Work instructions:
Rewrite the stretch of rows from the line containing "of the mountain" through the end of the rows, replacing "mountain ridge" with "hill crest" and leaving everything else unchanged.

Dataset extract:
--------

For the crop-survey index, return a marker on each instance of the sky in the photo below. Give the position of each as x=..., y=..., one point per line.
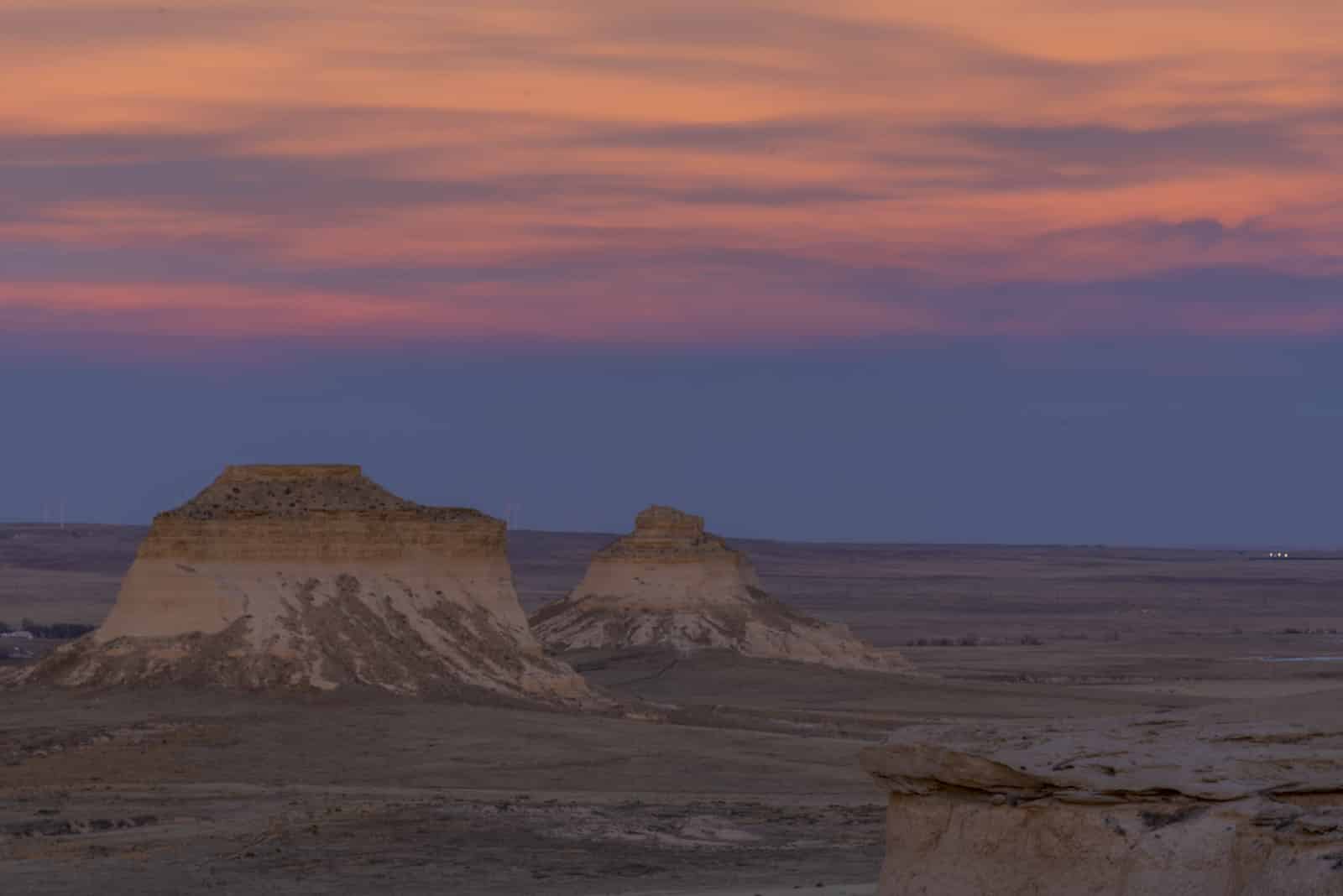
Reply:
x=997, y=270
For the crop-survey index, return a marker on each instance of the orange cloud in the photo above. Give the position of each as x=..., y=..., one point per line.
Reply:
x=662, y=170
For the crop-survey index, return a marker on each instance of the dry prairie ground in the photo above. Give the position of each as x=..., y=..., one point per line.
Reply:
x=724, y=777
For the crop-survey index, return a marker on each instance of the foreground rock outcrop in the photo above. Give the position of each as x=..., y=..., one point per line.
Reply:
x=1233, y=805
x=671, y=584
x=316, y=577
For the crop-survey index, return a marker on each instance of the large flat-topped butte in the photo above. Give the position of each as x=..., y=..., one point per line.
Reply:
x=671, y=584
x=317, y=577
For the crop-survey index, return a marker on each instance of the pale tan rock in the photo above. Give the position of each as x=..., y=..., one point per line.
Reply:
x=316, y=577
x=1235, y=802
x=671, y=584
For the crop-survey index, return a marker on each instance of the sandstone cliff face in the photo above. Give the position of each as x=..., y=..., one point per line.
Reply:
x=1150, y=806
x=671, y=584
x=316, y=577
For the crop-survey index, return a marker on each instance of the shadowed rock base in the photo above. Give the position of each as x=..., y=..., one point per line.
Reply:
x=1157, y=806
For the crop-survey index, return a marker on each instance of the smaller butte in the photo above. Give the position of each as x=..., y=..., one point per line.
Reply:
x=315, y=577
x=669, y=584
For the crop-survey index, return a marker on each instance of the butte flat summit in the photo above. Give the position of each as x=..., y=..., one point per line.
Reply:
x=299, y=577
x=673, y=585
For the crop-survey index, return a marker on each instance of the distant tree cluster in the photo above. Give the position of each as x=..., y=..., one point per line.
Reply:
x=54, y=632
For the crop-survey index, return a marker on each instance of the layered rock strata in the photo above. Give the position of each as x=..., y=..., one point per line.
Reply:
x=671, y=584
x=316, y=577
x=1148, y=806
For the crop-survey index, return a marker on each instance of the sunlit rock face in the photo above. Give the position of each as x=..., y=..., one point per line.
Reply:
x=1147, y=806
x=671, y=584
x=316, y=577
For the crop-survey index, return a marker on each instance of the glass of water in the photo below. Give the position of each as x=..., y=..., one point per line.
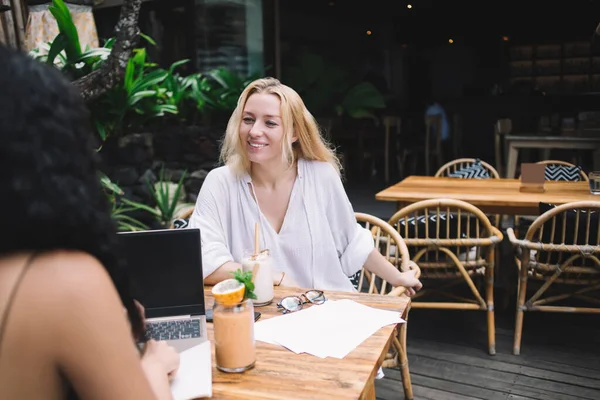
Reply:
x=595, y=182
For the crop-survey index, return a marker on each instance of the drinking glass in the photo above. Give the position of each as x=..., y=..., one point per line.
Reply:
x=594, y=182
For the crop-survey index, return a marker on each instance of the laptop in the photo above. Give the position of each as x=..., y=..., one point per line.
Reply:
x=165, y=268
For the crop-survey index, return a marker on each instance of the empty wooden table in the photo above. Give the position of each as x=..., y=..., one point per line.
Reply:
x=496, y=196
x=281, y=374
x=515, y=142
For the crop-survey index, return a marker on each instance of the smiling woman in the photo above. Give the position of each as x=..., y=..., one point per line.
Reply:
x=281, y=173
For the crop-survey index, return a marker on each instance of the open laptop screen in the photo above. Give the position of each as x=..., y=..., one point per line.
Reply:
x=165, y=267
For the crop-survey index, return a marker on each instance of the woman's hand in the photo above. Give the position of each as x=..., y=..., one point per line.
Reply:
x=410, y=282
x=162, y=356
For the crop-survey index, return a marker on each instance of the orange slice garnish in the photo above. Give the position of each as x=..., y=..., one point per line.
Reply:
x=229, y=292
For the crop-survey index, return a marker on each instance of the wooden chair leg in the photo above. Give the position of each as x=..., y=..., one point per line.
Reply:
x=489, y=290
x=520, y=309
x=403, y=358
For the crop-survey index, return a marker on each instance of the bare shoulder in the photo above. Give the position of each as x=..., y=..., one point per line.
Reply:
x=70, y=270
x=65, y=282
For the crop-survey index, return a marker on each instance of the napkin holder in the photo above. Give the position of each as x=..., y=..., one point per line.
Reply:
x=532, y=178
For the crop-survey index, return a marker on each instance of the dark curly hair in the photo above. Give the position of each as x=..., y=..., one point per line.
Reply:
x=52, y=197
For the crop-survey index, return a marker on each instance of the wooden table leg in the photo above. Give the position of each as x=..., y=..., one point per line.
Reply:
x=511, y=164
x=387, y=152
x=369, y=392
x=403, y=358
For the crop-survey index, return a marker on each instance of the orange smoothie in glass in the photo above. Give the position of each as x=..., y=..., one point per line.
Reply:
x=234, y=333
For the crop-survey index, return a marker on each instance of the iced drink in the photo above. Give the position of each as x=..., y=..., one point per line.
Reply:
x=234, y=337
x=263, y=281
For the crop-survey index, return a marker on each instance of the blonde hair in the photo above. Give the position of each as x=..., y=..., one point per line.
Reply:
x=297, y=122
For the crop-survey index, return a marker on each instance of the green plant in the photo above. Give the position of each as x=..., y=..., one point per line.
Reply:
x=215, y=93
x=167, y=200
x=119, y=211
x=136, y=100
x=246, y=279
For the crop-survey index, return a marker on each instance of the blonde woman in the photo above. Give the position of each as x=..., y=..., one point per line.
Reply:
x=279, y=171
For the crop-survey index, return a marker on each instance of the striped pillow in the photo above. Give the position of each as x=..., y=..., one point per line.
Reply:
x=556, y=172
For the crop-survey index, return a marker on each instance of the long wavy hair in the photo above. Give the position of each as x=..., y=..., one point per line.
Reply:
x=52, y=198
x=297, y=122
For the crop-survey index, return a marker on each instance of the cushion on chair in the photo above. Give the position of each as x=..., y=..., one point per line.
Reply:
x=473, y=171
x=555, y=172
x=416, y=229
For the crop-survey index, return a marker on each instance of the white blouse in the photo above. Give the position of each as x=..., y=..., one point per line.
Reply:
x=320, y=244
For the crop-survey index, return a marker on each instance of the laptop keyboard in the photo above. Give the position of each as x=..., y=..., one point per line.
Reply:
x=169, y=330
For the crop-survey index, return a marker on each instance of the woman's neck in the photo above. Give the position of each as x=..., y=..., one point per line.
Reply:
x=271, y=178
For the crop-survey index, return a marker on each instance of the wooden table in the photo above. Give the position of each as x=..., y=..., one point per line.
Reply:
x=281, y=374
x=495, y=196
x=515, y=142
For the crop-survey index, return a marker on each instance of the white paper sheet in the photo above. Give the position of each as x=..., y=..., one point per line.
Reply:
x=332, y=329
x=194, y=377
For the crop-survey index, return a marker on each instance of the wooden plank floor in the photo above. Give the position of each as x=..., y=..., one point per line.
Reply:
x=447, y=350
x=560, y=358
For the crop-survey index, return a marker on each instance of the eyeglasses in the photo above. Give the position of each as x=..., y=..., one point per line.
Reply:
x=295, y=303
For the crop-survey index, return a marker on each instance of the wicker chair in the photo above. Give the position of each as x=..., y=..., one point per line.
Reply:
x=451, y=167
x=458, y=164
x=582, y=175
x=562, y=262
x=391, y=245
x=526, y=220
x=455, y=244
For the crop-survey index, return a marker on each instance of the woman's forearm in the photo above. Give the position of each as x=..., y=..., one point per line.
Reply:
x=225, y=271
x=380, y=266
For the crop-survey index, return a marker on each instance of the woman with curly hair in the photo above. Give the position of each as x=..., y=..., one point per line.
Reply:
x=63, y=332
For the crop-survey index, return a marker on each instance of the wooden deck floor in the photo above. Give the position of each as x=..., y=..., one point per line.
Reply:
x=560, y=358
x=447, y=350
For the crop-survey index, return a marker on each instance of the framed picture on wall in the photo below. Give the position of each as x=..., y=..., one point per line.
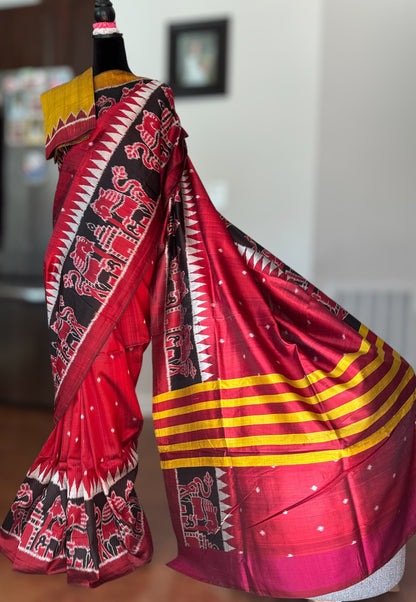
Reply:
x=197, y=57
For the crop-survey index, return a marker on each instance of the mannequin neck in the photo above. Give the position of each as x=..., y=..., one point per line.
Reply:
x=109, y=54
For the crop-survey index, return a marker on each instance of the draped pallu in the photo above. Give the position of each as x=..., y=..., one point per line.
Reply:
x=285, y=427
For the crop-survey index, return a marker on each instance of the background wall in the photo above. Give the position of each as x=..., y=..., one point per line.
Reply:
x=259, y=142
x=315, y=139
x=314, y=143
x=259, y=139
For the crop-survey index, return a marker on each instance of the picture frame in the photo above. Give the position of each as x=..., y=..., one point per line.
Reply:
x=198, y=57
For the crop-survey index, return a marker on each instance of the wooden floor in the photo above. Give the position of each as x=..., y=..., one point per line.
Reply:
x=22, y=433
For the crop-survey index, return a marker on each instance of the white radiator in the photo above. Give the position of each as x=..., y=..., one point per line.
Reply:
x=389, y=313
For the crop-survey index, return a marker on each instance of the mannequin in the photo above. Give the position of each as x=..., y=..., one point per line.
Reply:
x=109, y=49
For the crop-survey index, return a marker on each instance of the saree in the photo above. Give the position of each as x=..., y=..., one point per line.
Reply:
x=285, y=427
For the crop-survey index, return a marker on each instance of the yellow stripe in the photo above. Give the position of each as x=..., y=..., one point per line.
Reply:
x=277, y=398
x=291, y=417
x=270, y=379
x=292, y=439
x=296, y=459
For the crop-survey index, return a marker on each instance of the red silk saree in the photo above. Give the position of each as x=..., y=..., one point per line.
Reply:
x=285, y=427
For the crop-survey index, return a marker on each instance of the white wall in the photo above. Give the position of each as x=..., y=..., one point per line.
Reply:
x=365, y=218
x=316, y=138
x=259, y=139
x=366, y=193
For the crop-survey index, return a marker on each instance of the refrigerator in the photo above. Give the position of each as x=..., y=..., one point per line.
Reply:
x=27, y=188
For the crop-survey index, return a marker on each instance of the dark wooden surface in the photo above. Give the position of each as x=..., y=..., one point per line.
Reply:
x=22, y=433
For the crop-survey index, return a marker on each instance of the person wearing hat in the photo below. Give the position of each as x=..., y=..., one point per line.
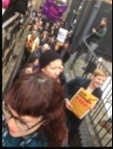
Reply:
x=51, y=64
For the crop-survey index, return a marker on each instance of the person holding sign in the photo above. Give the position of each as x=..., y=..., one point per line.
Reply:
x=92, y=85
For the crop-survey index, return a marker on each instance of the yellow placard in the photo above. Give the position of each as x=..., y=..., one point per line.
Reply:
x=82, y=102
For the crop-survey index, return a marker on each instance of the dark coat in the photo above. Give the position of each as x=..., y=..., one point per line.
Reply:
x=15, y=6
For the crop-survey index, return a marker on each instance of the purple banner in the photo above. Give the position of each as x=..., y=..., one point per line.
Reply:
x=53, y=11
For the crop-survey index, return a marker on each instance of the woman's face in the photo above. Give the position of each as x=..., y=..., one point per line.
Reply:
x=16, y=124
x=36, y=62
x=53, y=69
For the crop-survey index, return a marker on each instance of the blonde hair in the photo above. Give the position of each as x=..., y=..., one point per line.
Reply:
x=100, y=72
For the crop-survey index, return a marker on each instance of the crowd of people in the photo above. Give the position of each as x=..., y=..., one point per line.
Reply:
x=36, y=110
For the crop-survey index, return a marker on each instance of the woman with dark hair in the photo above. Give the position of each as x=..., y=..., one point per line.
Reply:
x=34, y=113
x=51, y=64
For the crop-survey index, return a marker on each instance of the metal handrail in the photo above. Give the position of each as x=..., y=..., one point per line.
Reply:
x=88, y=47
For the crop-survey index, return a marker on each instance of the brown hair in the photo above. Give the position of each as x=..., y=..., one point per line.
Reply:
x=38, y=95
x=100, y=72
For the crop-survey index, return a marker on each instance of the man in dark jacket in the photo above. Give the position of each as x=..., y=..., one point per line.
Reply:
x=97, y=36
x=93, y=85
x=15, y=6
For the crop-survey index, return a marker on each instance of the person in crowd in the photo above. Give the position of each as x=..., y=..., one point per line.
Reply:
x=44, y=37
x=32, y=43
x=15, y=6
x=33, y=113
x=93, y=85
x=26, y=70
x=51, y=64
x=97, y=37
x=64, y=51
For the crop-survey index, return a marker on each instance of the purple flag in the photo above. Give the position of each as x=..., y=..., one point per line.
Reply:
x=52, y=10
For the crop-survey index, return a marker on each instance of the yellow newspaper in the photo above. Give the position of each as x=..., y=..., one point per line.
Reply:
x=82, y=102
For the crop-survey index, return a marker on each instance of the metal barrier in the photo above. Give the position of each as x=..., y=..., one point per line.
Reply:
x=100, y=118
x=12, y=32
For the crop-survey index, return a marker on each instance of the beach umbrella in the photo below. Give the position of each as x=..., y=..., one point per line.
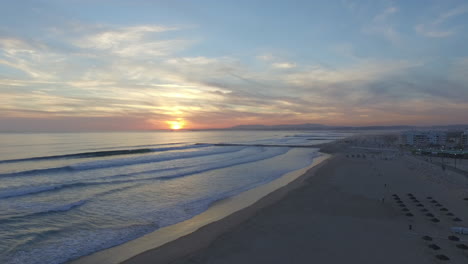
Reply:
x=462, y=246
x=442, y=257
x=434, y=246
x=427, y=238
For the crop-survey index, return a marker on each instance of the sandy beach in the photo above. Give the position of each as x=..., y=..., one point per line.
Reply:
x=347, y=210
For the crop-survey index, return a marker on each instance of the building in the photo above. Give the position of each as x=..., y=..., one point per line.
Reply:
x=423, y=138
x=464, y=139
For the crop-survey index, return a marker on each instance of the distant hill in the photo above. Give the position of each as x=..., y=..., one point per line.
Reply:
x=325, y=127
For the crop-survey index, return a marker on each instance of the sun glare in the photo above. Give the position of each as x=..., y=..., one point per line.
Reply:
x=176, y=125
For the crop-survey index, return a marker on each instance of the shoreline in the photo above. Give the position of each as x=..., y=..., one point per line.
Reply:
x=163, y=245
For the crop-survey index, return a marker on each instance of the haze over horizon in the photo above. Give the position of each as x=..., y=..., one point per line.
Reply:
x=138, y=65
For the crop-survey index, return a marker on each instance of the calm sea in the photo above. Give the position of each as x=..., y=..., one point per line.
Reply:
x=67, y=195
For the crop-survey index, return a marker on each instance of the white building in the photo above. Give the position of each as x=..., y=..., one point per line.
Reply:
x=423, y=138
x=464, y=138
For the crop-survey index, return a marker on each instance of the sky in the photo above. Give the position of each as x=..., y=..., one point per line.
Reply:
x=102, y=65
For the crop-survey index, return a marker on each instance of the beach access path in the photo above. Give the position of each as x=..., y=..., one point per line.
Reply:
x=342, y=212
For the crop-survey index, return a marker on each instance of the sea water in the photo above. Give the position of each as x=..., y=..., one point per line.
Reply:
x=63, y=196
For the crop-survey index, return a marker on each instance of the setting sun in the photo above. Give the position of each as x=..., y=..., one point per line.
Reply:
x=176, y=125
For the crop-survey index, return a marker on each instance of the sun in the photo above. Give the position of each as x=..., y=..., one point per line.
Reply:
x=176, y=125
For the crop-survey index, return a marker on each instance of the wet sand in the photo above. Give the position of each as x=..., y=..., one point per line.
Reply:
x=340, y=212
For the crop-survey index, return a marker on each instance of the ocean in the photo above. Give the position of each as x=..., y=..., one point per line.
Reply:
x=66, y=195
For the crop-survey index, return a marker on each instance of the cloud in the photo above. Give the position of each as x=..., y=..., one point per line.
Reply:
x=139, y=77
x=435, y=28
x=381, y=25
x=136, y=41
x=284, y=65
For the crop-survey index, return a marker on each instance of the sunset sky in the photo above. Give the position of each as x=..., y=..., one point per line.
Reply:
x=88, y=65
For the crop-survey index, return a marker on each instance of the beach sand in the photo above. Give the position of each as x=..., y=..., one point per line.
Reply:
x=341, y=211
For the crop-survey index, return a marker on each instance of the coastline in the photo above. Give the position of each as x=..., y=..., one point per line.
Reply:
x=218, y=218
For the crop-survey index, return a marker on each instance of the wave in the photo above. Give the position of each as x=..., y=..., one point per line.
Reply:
x=264, y=153
x=117, y=163
x=57, y=209
x=104, y=153
x=65, y=207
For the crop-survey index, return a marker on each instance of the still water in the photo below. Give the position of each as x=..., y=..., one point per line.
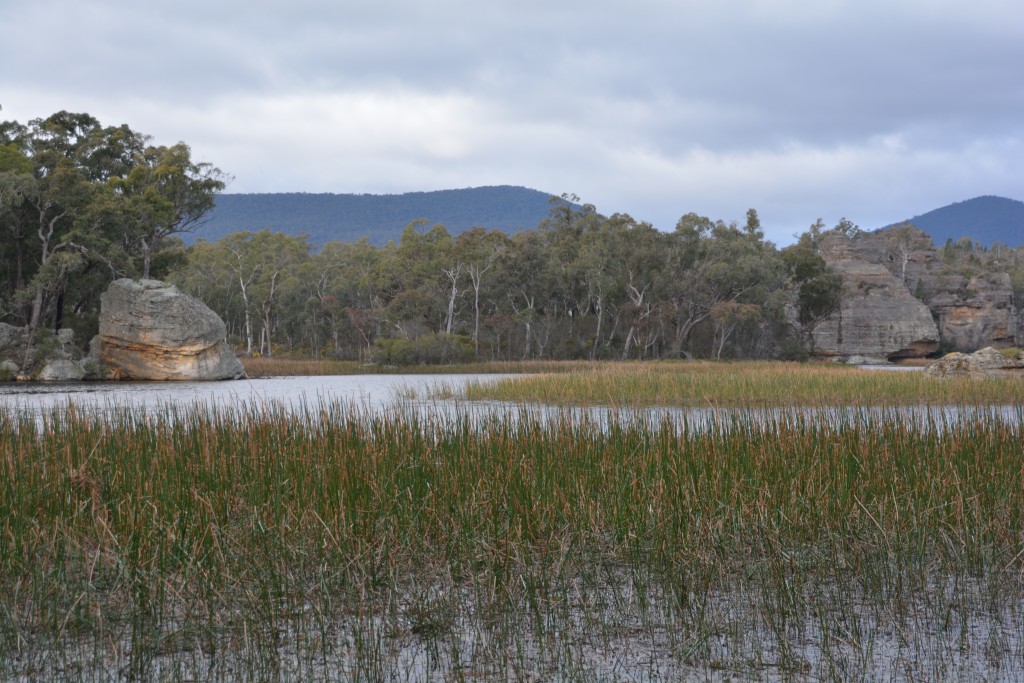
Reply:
x=377, y=394
x=373, y=393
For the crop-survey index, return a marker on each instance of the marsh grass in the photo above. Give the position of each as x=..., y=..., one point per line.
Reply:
x=743, y=384
x=324, y=543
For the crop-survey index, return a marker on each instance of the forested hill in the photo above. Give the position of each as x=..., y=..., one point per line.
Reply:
x=329, y=217
x=984, y=219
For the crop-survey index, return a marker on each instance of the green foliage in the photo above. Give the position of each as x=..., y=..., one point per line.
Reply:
x=430, y=349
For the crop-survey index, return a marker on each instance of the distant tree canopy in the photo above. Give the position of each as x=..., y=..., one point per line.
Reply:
x=82, y=204
x=579, y=286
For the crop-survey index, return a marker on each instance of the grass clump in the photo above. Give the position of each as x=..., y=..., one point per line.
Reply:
x=336, y=545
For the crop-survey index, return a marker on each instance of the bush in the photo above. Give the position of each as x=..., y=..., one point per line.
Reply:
x=426, y=350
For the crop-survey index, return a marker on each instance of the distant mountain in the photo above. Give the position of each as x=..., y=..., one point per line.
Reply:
x=378, y=217
x=984, y=219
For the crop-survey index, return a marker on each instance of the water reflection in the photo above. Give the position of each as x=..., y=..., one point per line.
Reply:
x=410, y=394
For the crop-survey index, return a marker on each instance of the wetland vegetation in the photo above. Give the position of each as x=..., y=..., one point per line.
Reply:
x=330, y=544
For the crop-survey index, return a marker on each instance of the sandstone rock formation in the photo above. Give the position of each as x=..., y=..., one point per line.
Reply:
x=878, y=315
x=151, y=331
x=975, y=312
x=61, y=371
x=984, y=363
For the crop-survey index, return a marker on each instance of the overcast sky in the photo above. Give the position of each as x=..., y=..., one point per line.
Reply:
x=870, y=110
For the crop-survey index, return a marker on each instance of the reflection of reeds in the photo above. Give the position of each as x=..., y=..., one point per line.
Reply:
x=704, y=383
x=263, y=367
x=259, y=541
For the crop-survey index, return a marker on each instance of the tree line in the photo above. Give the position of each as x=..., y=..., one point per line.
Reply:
x=82, y=204
x=579, y=286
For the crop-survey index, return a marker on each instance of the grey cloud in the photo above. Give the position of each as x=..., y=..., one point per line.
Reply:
x=651, y=107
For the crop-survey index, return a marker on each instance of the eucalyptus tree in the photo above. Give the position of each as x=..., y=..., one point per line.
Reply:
x=479, y=251
x=167, y=194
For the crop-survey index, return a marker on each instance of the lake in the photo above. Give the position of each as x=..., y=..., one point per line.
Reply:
x=376, y=394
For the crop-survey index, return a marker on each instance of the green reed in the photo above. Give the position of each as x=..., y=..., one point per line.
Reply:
x=750, y=383
x=205, y=535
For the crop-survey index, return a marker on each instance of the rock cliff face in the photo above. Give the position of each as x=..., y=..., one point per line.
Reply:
x=985, y=363
x=878, y=316
x=975, y=312
x=151, y=331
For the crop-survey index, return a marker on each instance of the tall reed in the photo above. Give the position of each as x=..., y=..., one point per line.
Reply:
x=768, y=383
x=383, y=545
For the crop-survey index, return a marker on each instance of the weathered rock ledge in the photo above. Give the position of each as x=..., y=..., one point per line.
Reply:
x=878, y=315
x=984, y=363
x=148, y=330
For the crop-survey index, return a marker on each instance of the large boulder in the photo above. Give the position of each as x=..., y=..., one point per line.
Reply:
x=976, y=312
x=878, y=315
x=61, y=371
x=985, y=363
x=148, y=330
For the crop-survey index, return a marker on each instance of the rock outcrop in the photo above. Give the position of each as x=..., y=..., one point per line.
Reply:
x=41, y=354
x=148, y=330
x=878, y=315
x=975, y=312
x=985, y=363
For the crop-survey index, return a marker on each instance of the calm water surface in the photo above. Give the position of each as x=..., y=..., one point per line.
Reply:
x=372, y=392
x=375, y=394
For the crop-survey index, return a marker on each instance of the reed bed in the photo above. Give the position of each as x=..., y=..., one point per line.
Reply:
x=749, y=383
x=327, y=544
x=264, y=367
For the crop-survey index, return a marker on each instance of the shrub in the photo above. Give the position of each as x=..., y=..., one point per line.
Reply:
x=429, y=349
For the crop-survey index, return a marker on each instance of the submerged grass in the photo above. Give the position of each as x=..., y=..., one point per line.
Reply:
x=329, y=544
x=749, y=383
x=263, y=367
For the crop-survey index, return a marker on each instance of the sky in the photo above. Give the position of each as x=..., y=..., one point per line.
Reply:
x=875, y=111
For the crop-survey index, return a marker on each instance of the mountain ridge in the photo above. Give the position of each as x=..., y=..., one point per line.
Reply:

--------

Answer to the task:
For the crop-survey index, return a marker on each instance of the hill crest in the photo above. Give the position of each as x=..., y=..., one point per line.
Reply:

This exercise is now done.